WRITTEN INSTRUCTION →
Retype the following lines without any changes.
====== DATASET RECORDS ======
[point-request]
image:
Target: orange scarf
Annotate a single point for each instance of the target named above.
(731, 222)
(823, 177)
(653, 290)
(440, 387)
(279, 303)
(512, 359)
======
TASK SOLUTION →
[point-request]
image:
Target: orange scarf
Annotate a single point for each instance of the target named above.
(731, 222)
(823, 177)
(653, 290)
(440, 387)
(279, 303)
(512, 359)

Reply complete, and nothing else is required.